▶ _Compito assegnato A_:
Rispondi a queste domande sul brano dedicato al vino in abbazia:
(i) Quale tipo di filare hanno introdotto i monaci?
(ii) In quale monastero tedesco si trovavano i monaci cistercensi che hanno diffuso il Riesling, e da quale secolo?
(iii) A quale ordine si deve il Locorotondo?
▶ _Compito assegnato B_: Prosegui il brano sul vino in abbazia, partendo subito dopo la frase finale sull'elenco degli ordini e dei loro vini.

▶ _Brano fornito_:
------
Il vino in abbazia: per Dio e per ospitalità

Poiché il vino è la bevanda cristiana per eccellenza, necessaria alla liturgia, ma anche all'ospitalità, si capisce perché i monaci hanno svolto un ruolo così importante nell'espansione e nel miglioramento della viticoltura, soprattutto dopo le grandi invasioni barbariche che hanno rovinato l'immenso vigneto romano: Champagne, Cirò, Greco di Tufo, Riesling, Bardolino, Valpolicella e Lacrima Christi. Ai monaci si deve anche il merito di aver migliorato le tecniche di coltivazione e di aver introdotto il filare indipendente. 
- LA RICETTA: FAGIANO AL VINO ROSSO 

Creato 04_10_2020 English Español

Oggi, in tutto il mondo, numerosi monasteri mantengono un'attività agricola incentrata sulla produzione di miele, formaggi, birra, distillati e liquori, ma anche vino.

Sono numerosi gli ordini a cui si legano i nomi di molti vini anche italiani. I Benedettini hanno contribuito all’affermazione del Cirò, del Greco di Tufo e di Gerace, del Ragnano, della Freisa, del Monsonico e del Santa Maddalena;  ai Cistercensi si deve il Gattinara e la Spanna e soprattutto il Riesling in Germania, che è stato coltivato su larga scala e diffuso fin dal XV secolo dai monaci cisterciensi del monastero di Eberbach; i Cavalieri di Malta hanno dato vita al Bardolino, al Soave, al Valpolicella e ai vini dei Colli del Trasimeno; i Gesuiti ci hanno lasciato il Lacrima Christi e i Templari il Locorotondo; ai Monaci Scalzi dobbiamo il vino dei Colli Euganei ecc.
------
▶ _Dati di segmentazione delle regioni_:
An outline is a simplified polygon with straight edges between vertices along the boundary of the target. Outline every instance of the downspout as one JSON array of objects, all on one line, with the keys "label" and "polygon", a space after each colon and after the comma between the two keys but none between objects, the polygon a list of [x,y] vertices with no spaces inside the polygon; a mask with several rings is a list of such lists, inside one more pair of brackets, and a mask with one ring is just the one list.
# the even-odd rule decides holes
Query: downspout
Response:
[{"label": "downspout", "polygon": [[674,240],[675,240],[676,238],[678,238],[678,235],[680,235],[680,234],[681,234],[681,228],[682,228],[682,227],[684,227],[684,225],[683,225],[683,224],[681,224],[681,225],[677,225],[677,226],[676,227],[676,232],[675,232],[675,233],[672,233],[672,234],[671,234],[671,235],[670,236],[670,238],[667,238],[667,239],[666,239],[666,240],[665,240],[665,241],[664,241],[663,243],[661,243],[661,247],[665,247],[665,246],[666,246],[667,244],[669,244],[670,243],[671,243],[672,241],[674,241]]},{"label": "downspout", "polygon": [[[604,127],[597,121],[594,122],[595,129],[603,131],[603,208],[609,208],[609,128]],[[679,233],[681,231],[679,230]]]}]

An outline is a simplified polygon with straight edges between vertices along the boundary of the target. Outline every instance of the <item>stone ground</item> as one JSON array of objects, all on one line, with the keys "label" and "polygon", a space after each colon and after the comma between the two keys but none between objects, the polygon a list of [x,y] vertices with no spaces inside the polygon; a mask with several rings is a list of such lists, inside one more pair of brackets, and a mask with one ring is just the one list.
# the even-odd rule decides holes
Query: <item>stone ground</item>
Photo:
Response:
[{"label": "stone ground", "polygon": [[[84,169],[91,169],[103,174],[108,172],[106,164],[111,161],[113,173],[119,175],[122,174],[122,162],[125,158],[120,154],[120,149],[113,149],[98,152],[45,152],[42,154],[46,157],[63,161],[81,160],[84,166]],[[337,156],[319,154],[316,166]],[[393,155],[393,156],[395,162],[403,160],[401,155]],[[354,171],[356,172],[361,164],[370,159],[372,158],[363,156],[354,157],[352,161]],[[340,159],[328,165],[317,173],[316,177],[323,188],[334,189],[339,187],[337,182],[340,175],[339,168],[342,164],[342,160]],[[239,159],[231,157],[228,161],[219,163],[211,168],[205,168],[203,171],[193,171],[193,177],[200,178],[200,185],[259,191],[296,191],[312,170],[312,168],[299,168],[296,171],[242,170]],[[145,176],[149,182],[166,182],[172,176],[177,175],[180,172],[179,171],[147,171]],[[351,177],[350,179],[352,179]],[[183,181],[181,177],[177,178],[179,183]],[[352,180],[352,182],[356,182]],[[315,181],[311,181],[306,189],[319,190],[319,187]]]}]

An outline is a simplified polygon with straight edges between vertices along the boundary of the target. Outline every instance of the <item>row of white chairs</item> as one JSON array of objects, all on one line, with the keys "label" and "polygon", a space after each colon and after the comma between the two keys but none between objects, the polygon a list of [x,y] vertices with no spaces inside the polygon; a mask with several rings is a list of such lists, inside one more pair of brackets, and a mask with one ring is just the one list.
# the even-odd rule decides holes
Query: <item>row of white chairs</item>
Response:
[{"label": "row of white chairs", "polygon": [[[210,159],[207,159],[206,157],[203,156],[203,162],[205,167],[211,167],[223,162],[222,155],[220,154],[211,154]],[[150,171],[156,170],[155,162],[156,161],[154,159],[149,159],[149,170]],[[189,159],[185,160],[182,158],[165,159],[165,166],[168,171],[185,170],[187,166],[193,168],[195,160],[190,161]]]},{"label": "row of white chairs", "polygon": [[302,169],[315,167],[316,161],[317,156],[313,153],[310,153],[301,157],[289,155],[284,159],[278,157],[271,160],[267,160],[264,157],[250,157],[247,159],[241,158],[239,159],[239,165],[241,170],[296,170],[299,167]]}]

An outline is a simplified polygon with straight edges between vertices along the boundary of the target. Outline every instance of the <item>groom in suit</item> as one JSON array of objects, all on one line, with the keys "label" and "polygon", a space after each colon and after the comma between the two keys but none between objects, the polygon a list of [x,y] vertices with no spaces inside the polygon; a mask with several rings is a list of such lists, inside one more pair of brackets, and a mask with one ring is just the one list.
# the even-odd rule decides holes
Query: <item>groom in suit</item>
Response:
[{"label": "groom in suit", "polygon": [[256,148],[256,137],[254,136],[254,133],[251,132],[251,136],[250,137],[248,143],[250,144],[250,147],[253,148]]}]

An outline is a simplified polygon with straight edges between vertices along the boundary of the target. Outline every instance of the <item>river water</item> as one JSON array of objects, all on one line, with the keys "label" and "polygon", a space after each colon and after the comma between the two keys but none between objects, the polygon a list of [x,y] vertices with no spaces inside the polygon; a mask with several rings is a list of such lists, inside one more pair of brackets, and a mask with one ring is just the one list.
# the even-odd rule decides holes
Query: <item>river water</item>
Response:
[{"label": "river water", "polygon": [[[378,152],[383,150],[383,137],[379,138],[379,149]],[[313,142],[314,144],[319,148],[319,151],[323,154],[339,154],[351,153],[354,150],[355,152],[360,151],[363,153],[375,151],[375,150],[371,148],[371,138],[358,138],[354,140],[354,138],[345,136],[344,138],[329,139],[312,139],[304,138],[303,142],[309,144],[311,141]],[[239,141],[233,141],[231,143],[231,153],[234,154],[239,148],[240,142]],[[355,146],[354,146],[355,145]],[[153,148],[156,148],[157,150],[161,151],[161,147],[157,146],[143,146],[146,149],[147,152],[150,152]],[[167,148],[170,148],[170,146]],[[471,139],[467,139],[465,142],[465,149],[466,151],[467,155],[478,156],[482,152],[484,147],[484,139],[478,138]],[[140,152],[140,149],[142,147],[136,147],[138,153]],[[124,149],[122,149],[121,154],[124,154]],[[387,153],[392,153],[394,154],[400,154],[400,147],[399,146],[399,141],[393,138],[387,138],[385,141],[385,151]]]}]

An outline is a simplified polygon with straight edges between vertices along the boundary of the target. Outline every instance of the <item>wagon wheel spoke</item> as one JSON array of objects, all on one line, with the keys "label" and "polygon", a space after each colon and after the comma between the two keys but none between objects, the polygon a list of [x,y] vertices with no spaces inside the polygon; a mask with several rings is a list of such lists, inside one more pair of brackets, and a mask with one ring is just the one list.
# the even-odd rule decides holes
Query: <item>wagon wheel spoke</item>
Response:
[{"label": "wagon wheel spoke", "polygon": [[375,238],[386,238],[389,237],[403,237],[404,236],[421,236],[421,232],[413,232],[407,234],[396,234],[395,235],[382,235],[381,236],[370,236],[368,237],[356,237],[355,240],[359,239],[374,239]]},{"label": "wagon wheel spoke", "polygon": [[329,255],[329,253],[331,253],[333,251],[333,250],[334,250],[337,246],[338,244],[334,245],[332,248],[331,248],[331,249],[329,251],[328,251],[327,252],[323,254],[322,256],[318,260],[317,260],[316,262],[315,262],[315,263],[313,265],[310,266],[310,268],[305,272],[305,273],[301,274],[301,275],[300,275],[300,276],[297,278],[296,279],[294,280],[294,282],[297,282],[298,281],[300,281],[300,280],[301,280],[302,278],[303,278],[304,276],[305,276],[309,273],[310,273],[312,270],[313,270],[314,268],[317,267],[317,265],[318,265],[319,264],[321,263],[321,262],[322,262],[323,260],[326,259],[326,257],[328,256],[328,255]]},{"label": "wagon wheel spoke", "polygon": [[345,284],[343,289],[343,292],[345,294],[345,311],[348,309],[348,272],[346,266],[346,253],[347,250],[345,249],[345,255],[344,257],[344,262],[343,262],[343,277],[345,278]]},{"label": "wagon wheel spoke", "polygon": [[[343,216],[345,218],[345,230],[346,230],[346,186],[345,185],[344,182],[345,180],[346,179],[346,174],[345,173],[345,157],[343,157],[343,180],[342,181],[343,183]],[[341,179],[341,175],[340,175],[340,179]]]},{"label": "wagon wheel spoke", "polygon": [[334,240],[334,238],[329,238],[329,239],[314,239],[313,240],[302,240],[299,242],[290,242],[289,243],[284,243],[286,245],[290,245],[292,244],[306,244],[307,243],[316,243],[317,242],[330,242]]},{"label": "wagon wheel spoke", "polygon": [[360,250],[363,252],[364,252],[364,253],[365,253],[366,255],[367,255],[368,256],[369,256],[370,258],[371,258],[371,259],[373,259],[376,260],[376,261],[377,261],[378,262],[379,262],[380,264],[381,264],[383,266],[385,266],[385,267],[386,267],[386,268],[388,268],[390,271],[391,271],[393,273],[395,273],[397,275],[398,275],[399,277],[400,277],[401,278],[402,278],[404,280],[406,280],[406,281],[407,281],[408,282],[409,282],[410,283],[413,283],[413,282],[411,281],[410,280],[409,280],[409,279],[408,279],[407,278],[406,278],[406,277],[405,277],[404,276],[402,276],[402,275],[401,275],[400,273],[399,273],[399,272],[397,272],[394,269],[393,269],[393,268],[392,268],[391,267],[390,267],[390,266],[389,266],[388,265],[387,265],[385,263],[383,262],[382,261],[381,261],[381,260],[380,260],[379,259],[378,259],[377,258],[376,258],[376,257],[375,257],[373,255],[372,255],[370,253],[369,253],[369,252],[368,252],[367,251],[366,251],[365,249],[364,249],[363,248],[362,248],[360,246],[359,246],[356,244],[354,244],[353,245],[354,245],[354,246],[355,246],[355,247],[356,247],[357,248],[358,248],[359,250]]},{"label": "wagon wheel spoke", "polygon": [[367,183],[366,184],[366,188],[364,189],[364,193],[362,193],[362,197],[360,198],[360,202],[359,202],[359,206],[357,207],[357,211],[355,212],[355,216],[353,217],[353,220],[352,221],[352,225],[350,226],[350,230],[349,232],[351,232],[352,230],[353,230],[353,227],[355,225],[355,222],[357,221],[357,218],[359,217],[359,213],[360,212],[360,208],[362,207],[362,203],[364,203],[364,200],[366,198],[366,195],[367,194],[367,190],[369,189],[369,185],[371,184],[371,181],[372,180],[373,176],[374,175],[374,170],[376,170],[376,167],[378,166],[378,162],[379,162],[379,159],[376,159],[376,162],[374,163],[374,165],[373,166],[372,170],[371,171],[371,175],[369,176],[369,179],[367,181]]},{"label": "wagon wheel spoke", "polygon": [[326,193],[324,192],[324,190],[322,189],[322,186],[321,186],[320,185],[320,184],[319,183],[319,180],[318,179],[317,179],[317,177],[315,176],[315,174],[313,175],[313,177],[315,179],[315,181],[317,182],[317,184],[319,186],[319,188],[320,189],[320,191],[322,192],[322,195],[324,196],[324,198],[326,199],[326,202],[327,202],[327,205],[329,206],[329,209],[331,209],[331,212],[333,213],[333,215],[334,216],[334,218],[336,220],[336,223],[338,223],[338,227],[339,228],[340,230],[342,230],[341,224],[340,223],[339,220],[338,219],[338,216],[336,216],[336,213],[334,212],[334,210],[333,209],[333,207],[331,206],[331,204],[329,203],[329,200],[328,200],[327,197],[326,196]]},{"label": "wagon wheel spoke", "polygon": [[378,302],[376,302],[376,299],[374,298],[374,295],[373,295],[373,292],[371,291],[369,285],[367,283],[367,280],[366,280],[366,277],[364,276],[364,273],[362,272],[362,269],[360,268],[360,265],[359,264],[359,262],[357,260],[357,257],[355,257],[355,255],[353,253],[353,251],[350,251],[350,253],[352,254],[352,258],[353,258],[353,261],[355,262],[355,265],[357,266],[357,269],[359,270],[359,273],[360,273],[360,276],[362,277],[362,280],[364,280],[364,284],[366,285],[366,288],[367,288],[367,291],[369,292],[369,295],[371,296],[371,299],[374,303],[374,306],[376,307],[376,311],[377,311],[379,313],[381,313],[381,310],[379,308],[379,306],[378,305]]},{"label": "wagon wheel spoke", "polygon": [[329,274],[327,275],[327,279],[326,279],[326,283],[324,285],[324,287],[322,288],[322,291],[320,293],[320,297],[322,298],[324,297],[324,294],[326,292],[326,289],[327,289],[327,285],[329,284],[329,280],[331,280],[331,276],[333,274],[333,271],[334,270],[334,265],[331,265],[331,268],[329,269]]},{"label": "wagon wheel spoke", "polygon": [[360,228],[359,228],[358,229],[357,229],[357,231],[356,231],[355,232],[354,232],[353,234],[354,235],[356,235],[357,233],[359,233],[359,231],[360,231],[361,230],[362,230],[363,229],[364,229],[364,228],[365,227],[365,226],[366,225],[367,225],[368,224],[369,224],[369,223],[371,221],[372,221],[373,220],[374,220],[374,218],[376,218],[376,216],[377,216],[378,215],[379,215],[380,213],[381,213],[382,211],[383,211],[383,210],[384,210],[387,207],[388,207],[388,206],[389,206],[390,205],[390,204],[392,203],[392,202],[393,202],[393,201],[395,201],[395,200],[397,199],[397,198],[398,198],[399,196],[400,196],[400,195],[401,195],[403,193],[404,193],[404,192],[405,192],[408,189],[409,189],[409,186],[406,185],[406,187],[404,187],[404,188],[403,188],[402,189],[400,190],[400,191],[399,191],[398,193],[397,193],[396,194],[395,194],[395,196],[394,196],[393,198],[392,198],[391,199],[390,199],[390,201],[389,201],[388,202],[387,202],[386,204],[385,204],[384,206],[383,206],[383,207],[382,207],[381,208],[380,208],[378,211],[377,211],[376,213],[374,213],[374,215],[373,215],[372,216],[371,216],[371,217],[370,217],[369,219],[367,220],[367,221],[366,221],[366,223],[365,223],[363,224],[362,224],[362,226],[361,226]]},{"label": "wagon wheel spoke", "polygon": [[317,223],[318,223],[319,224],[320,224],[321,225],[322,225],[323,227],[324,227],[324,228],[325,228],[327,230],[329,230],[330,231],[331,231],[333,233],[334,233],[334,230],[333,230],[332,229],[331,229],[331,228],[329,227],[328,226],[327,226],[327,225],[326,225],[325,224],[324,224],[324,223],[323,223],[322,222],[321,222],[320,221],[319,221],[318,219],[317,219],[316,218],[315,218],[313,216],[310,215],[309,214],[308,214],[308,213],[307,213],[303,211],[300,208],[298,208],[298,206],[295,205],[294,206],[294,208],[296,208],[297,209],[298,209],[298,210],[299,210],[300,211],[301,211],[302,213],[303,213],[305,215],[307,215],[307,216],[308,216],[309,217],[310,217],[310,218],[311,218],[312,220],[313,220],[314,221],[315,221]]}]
------
▶ _Risultato A_:
(i) Il filare indipendente.
(ii) Nel monastero di Eberbach, fin dal XV secolo.
(iii) Ai Templari.

▶ _Risultato B_:
I monaci, conoscendo il latino, hanno provveduto anche alla trasmissione dei testi agricoli dei romani, riprendendo e migliorando così le tecniche di coltivazione della vite che gli antichi avevano sviluppato. I vitigni coltivati dai monaci nei secoli hanno permesso la creazione di vini di prim’ordine.

Poiché il vino è la bevanda cristiana per eccellenza, necessaria alla liturgia, ma anche all'ospitalità, si capisce perché i monaci hanno svolto un ruolo così importante nell'espansione e nel miglioramento della viticoltura, soprattutto dopo le grandi invasioni barbariche che hanno rovinato l'immenso vigneto romano.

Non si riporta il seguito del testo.